- Prompt -
Repeat the entries below exactly as they appear, with no pictures.

[Object position labeling entries]
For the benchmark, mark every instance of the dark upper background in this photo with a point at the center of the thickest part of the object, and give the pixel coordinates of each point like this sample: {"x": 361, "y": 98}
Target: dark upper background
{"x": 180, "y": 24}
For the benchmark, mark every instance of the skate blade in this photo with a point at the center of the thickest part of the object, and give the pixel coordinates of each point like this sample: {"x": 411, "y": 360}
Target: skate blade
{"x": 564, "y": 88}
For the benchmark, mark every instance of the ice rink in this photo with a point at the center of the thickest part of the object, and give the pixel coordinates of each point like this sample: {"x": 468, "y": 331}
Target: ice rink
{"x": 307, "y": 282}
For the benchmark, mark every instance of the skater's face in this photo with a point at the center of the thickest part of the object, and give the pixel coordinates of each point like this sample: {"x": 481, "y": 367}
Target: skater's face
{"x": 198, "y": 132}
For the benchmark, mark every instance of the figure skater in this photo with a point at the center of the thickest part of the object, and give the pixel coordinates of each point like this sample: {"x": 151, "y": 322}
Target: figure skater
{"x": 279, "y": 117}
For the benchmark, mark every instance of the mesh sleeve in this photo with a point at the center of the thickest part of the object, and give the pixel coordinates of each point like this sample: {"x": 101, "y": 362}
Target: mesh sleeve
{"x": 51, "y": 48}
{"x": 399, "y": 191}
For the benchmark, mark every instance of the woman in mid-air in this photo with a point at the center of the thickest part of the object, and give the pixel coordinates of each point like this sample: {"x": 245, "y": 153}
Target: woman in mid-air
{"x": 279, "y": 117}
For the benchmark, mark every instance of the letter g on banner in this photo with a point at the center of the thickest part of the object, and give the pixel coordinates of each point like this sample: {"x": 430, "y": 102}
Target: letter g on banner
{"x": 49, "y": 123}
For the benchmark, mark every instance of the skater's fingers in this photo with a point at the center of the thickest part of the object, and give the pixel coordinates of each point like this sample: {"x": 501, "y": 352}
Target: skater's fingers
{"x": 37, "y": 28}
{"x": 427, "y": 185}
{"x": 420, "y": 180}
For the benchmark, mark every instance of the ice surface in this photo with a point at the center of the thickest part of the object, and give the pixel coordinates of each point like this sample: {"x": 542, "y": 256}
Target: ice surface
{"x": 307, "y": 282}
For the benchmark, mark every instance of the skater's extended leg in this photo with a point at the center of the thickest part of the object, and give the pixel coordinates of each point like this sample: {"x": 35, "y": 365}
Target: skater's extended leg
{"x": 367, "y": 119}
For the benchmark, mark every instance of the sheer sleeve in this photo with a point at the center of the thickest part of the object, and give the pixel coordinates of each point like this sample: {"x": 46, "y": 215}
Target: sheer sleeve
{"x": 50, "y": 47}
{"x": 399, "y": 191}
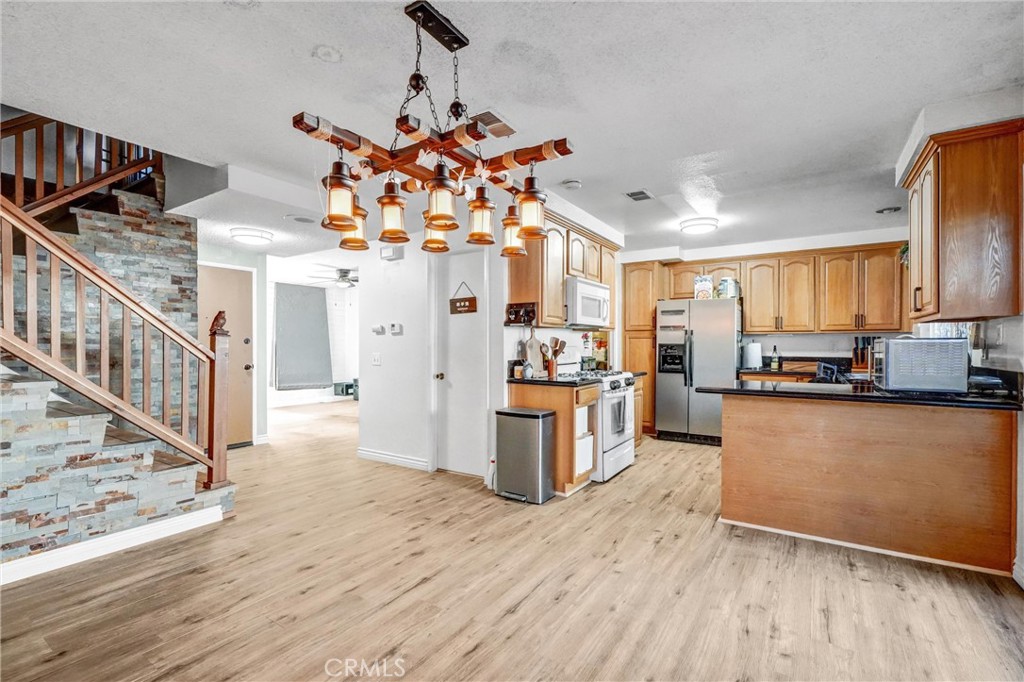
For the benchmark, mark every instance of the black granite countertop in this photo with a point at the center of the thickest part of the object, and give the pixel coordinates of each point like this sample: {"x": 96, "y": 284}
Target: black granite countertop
{"x": 562, "y": 381}
{"x": 788, "y": 373}
{"x": 859, "y": 393}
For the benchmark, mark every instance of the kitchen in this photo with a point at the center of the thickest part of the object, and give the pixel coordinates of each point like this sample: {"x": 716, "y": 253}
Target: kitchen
{"x": 873, "y": 335}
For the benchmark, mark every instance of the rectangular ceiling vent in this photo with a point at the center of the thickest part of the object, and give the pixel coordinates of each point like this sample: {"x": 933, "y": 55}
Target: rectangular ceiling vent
{"x": 640, "y": 195}
{"x": 495, "y": 123}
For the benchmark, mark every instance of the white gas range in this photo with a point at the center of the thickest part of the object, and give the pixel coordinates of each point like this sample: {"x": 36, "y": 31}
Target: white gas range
{"x": 615, "y": 422}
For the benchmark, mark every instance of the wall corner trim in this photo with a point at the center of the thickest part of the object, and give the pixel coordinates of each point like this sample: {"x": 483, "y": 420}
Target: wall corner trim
{"x": 36, "y": 564}
{"x": 390, "y": 458}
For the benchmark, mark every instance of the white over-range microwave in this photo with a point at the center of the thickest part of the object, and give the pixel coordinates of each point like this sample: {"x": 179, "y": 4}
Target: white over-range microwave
{"x": 588, "y": 303}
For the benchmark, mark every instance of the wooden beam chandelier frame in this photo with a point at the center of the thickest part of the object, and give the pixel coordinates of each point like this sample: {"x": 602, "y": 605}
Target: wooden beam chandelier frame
{"x": 524, "y": 219}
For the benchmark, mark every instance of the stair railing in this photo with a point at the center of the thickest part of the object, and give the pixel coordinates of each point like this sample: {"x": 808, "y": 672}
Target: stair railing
{"x": 200, "y": 431}
{"x": 113, "y": 160}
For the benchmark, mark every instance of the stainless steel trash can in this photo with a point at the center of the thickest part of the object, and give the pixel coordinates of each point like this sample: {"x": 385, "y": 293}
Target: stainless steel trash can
{"x": 525, "y": 450}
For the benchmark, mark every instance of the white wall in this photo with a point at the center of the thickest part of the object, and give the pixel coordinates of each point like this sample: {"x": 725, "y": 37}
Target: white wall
{"x": 395, "y": 417}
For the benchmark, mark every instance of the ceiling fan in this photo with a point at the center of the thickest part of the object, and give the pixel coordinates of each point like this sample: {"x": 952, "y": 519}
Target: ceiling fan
{"x": 343, "y": 278}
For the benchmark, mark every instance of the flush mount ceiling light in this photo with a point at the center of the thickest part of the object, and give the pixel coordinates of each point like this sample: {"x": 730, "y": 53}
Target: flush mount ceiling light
{"x": 698, "y": 225}
{"x": 252, "y": 236}
{"x": 452, "y": 150}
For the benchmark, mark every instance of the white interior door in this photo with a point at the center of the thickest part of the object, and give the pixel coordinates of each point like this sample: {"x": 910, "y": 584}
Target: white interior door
{"x": 461, "y": 365}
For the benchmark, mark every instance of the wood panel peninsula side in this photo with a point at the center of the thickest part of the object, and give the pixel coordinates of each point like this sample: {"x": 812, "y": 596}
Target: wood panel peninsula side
{"x": 837, "y": 464}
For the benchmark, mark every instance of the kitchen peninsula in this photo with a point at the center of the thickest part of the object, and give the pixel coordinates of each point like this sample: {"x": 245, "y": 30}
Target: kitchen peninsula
{"x": 841, "y": 464}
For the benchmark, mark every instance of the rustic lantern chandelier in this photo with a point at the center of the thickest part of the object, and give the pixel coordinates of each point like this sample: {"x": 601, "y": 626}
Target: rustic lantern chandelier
{"x": 525, "y": 218}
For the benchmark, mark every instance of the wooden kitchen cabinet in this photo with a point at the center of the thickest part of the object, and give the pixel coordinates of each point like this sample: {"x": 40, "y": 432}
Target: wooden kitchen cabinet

- Correct output -
For the benchmark, mark every instance of the dark upper background in this photo with a point at the center of the thickest part of the object, and give the pixel coordinates of each point like this sample: {"x": 361, "y": 98}
Target: dark upper background
{"x": 180, "y": 24}
For the benchmark, mark every instance of the skate blade in this photo with a point at the center of the thickest part of the object, and give the pixel coordinates of each point like this sample: {"x": 411, "y": 360}
Target: skate blade
{"x": 564, "y": 88}
For the benchmark, mark every instance of the ice rink in this photo with a point at the center of the thickest part of the object, and give the pixel coordinates of each point like this sample: {"x": 468, "y": 331}
Target: ice rink
{"x": 307, "y": 282}
For the benchmark, mark every instance of the skater's face in this photo with a point at the center of the thickest part of the object, and give the pixel coordinates of each point like this sample: {"x": 481, "y": 367}
Target: skater's face
{"x": 198, "y": 132}
For the benchmark, mark every instance of the figure skater in this photo with a point at the center of the thickest part of the object, and give the pixel coordinates of each point like this sample: {"x": 151, "y": 322}
Target: figure skater
{"x": 279, "y": 117}
For the benchmark, mark every instance of the mesh sleeve in this photo with a point at the center of the thickest part of the object, and give the pixel coordinates of each point like this sample: {"x": 101, "y": 362}
Target: mesh sleeve
{"x": 51, "y": 48}
{"x": 399, "y": 191}
For the benchmark, mark every instance of the woman in mid-air in this photo with a point at the center of the thickest part of the object, and give the pixel coordinates of each point like this sample: {"x": 245, "y": 153}
Target: woman in mid-air
{"x": 279, "y": 117}
For the benchmark, mark every instance of the letter g on banner in this photo with a point at the center of the thickest part of the object, and give the pixel coordinates of each point like this sample: {"x": 430, "y": 102}
Target: letter g on banner
{"x": 49, "y": 123}
For the benchmark, mark every instance of the skater's fingers in this photo with a point at the center of the thickest part of the object, and give the pixel coordinates of each point like this sample: {"x": 501, "y": 352}
Target: skater's fingers
{"x": 37, "y": 28}
{"x": 427, "y": 185}
{"x": 420, "y": 180}
For the benchmark, mark every instance of the ice surface in this photo with a point at the center of the thickest part of the object, and give the pixel coordinates of each point like this sample: {"x": 542, "y": 256}
Target: ice surface
{"x": 307, "y": 282}
For the benchmark, mark every instance of the skater's extended leg in this photo with a point at the center of the thickest part of the object, and give the pixel coordinates of each point like this sample: {"x": 35, "y": 365}
Target: skater's extended leg
{"x": 367, "y": 119}
For the benchmark, mark every instance of the sheer sleeve in this photo with a point at the center of the thickest part of the object, and give the pixel coordinates of each point like this sample: {"x": 46, "y": 215}
Target: sheer sleeve
{"x": 50, "y": 47}
{"x": 399, "y": 191}
For the benchmark, mark every instance of the black granite countertop in this photo with a point at the center of the thickest part of the object, and give the pixel coordinates of each point like this sample: {"x": 96, "y": 284}
Target: black granite countertop
{"x": 562, "y": 381}
{"x": 788, "y": 373}
{"x": 859, "y": 393}
For the benchmark, mark every instance of the kitchen in this photo with a point at the center of the thickest part of the object, and give the pixel coordinates of each point like this sample: {"x": 716, "y": 253}
Target: kitchen
{"x": 873, "y": 335}
For the benchmark, mark every instance of the rectangular ceiling vent in this photo with a point at the center of the thickest part of the object, and give the pixel coordinates of each point like this sample: {"x": 933, "y": 55}
Target: rectangular ceiling vent
{"x": 640, "y": 195}
{"x": 495, "y": 123}
For the benchmark, mark every instance of the white gas range in this photo with a point at the center of the thickest part of the object, and give the pixel coordinates of each point like this sample: {"x": 36, "y": 31}
Target: white gas range
{"x": 615, "y": 422}
For the benchmark, mark every instance of the wall corner trim in this photo with a point at the center of the thickest part of the object, and give the pixel coordinates of each point like this sample: {"x": 483, "y": 420}
Target: wall corner trim
{"x": 36, "y": 564}
{"x": 390, "y": 458}
For the benchmark, mark every instance of the white over-range microwave in this photo with a point at the center of the thickest part of the object, and give the pixel coordinates of each point like this sample: {"x": 179, "y": 4}
Target: white over-range microwave
{"x": 588, "y": 303}
For the benchmark, mark every instance of the wooden beam chandelier frame in this photo with a point at the center of the thickest part of the object, and give the pixel coordinates of each point like this sample: {"x": 602, "y": 605}
Target: wooden beam chandelier frame
{"x": 524, "y": 219}
For the benchmark, mark every instance of the stair railing in this photo with a point at the center of the thickest part of the object, and give the pixel coordinates of each point like this sample: {"x": 808, "y": 672}
Target: stair railing
{"x": 200, "y": 431}
{"x": 113, "y": 160}
For the benchmark, mark every instance of the stainless steel trash can in this photo with a point at the center of the thickest part of the object, and give the pixel coordinates of each point like this sample: {"x": 385, "y": 293}
Target: stainless steel trash can
{"x": 525, "y": 450}
For the benchmark, mark every instance of the white wall in this photo with a point at the center of the thickest part of the object, and give the pixel coordinates of each point like this sample: {"x": 725, "y": 37}
Target: white wall
{"x": 395, "y": 417}
For the benchmark, mark every instance of the ceiling fan in this photo with a point at the center of the thickest part of the object, and give the pixel coordinates of each point like this sample: {"x": 952, "y": 519}
Target: ceiling fan
{"x": 343, "y": 278}
For the benchmark, mark every instance of the flush mount ceiling light in this photo with a point at the center of the thickest part of the object, and give the pixel coordinates of each point like this sample: {"x": 730, "y": 53}
Target: flush mount ceiling light
{"x": 698, "y": 225}
{"x": 252, "y": 236}
{"x": 452, "y": 150}
For the benchmark, mark every instance of the white interior door in this photo with a point at the center of the thickest part of the object, and give the pixel coordinates of each point like this sample: {"x": 910, "y": 584}
Target: white interior door
{"x": 461, "y": 365}
For the benchmark, mark every instance of the wood panel peninsula side in this photo with a point at the center of the thickest part of the object, and give the pixel coordinates of each point like this sample: {"x": 812, "y": 596}
Target: wood panel peninsula side
{"x": 837, "y": 464}
For the benchmark, mark every instance of the kitchen peninsula in this photo with a point at the center of the thickest part of the object, and give the pixel coordinates of each point like this sample: {"x": 245, "y": 30}
Target: kitchen peninsula
{"x": 841, "y": 464}
For the benchmark, mark every instance of the rustic lantern chandelier in this photo with a point at the center of the thickest part of the object, and give the pixel coordinates of each point like this sample: {"x": 601, "y": 626}
Target: rustic lantern chandelier
{"x": 525, "y": 218}
For the benchmark, mark every instance of the wooden kitchen cabinet in this photo with a point at the center of the thickest part of the object, and give the pixel coordinates of each point like this sample: {"x": 40, "y": 432}
Target: wooden kitchen cabinet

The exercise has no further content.